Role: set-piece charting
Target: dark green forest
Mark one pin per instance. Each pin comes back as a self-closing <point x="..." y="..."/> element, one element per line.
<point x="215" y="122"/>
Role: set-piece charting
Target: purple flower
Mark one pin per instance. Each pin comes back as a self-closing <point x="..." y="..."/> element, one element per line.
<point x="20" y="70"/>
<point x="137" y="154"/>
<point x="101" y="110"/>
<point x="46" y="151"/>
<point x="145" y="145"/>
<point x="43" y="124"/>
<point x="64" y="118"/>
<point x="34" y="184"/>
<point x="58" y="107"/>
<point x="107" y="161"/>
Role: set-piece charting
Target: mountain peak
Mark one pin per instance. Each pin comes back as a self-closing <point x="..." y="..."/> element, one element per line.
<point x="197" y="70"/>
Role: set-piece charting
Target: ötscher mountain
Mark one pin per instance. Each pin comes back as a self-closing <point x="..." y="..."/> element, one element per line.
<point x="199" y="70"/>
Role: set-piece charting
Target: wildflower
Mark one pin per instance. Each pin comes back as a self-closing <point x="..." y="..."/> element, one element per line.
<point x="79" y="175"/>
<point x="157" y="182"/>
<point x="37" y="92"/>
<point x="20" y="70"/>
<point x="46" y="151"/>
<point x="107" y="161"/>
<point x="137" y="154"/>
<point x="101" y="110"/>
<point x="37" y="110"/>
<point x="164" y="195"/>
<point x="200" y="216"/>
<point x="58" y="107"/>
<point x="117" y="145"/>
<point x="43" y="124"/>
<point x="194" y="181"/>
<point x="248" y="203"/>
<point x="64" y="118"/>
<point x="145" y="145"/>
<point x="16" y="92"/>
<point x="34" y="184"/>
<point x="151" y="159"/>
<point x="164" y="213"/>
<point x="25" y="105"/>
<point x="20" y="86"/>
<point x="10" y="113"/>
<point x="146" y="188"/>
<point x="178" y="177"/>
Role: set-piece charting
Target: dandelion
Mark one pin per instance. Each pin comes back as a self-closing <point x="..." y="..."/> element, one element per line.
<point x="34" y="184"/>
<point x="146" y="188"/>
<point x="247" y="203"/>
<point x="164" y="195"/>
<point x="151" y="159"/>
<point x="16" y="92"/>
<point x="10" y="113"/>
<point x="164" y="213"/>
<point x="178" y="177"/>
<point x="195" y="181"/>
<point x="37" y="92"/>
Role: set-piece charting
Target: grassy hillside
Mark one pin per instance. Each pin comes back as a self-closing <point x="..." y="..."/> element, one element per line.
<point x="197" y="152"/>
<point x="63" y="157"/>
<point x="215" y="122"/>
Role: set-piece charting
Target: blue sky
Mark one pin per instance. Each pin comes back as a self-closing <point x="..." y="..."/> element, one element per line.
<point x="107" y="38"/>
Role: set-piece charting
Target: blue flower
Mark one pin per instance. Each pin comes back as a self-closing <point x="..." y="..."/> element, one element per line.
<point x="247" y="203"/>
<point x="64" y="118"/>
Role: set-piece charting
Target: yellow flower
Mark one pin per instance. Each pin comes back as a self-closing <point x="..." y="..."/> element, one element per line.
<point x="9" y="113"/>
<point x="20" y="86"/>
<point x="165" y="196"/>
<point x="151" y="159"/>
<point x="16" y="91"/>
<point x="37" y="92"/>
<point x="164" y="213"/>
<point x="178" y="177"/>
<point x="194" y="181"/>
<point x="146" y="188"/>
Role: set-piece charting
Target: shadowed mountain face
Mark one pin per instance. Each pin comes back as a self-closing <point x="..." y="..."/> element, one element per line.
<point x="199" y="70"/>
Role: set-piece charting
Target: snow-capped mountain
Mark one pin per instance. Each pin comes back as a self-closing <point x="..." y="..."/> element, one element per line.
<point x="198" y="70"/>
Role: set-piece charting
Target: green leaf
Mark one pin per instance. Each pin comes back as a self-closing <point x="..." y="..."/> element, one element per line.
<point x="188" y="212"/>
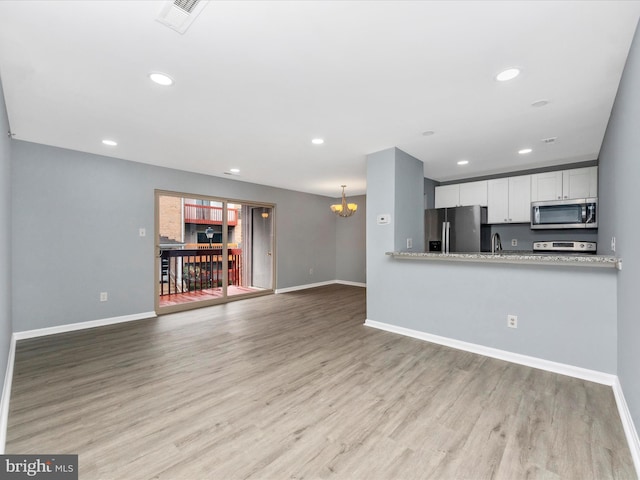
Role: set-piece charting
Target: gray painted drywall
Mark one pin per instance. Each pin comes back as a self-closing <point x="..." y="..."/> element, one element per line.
<point x="619" y="180"/>
<point x="5" y="238"/>
<point x="75" y="233"/>
<point x="351" y="245"/>
<point x="565" y="315"/>
<point x="409" y="198"/>
<point x="430" y="193"/>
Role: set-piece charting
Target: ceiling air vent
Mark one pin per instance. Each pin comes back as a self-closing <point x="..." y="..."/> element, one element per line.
<point x="178" y="15"/>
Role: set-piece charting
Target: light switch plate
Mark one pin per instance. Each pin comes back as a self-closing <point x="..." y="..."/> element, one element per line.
<point x="383" y="219"/>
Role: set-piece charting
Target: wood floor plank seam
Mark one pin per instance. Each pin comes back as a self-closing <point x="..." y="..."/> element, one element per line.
<point x="294" y="386"/>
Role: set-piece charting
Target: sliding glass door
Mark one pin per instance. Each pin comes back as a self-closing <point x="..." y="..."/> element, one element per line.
<point x="210" y="249"/>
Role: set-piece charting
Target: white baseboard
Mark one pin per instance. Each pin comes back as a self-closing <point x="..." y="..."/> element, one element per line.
<point x="561" y="368"/>
<point x="555" y="367"/>
<point x="627" y="423"/>
<point x="353" y="284"/>
<point x="6" y="395"/>
<point x="41" y="332"/>
<point x="319" y="284"/>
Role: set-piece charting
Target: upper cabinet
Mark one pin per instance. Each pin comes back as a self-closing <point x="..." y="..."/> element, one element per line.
<point x="461" y="194"/>
<point x="565" y="184"/>
<point x="509" y="200"/>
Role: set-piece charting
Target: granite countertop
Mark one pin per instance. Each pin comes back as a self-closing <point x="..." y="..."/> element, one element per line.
<point x="517" y="257"/>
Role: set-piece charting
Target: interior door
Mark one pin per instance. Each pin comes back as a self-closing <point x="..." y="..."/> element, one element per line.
<point x="262" y="247"/>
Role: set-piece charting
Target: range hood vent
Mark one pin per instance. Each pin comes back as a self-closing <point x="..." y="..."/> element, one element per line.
<point x="178" y="15"/>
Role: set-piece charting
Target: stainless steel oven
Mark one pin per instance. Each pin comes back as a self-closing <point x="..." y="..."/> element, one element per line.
<point x="575" y="213"/>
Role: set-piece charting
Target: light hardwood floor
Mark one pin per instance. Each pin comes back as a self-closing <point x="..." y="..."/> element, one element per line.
<point x="293" y="386"/>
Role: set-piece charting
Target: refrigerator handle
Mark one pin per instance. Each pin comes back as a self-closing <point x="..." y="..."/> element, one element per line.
<point x="445" y="237"/>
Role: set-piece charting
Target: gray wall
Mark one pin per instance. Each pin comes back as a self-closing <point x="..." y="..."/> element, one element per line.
<point x="5" y="238"/>
<point x="470" y="302"/>
<point x="75" y="233"/>
<point x="619" y="179"/>
<point x="408" y="202"/>
<point x="351" y="243"/>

######

* **To do**:
Pull out every line in the records above that contains the word "gray". Case matters, so a line only counts if its letters match in uppercase and lowercase.

* **Full solution**:
Target: gray painted drywall
Target: gray wall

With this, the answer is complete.